[Dataset entries]
# # # # #

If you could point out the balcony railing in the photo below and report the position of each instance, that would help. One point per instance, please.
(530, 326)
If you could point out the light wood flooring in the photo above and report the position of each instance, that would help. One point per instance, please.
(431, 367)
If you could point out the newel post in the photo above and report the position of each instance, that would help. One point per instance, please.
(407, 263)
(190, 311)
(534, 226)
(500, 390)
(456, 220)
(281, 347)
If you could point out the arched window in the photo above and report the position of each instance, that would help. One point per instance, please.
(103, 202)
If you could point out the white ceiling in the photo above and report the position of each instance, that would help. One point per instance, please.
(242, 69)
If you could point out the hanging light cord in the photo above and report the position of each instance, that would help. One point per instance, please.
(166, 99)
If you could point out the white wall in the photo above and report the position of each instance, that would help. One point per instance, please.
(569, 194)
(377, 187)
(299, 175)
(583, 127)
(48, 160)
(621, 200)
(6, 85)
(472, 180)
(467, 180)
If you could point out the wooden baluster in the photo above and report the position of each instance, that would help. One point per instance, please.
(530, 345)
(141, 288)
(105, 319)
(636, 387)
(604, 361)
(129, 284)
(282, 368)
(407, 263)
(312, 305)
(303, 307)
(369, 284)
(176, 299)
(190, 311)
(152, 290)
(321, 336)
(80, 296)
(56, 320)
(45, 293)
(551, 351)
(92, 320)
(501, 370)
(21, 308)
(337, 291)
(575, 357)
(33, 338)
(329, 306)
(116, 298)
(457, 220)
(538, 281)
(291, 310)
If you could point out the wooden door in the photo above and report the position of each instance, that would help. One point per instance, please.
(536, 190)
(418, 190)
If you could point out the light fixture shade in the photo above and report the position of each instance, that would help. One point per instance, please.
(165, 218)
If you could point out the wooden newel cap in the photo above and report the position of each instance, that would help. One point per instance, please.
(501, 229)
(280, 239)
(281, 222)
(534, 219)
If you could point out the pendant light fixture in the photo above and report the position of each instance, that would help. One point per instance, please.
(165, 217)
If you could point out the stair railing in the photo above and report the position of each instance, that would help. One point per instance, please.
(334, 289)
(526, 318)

# # # # #

• WHAT THE TASK REQUIRES: This exercise asks for the line with "If you could point out the wooden door" and all lines after it through the end of the records above, retyped exactly and with nothing else.

• RESULT BELOW:
If you could point out the wooden door in the photo above and report the position of each instance, that would help. One point per instance, please.
(536, 190)
(418, 190)
If you could point out the light fixture shade in the photo above and report the position of each instance, that would help. One point per instance, please.
(165, 218)
If you could point out the wooden newel cap in the photo above and report the position of each instance, that would help. One point per instance, please.
(501, 229)
(280, 239)
(281, 222)
(534, 219)
If you could point out the pendant light fixture in the photo above and report the position of each instance, that would help. One point per instance, please.
(165, 217)
If you could point out the stair railing in the photo above and report the position of each instance, that would help. One point per instance, please.
(334, 289)
(526, 318)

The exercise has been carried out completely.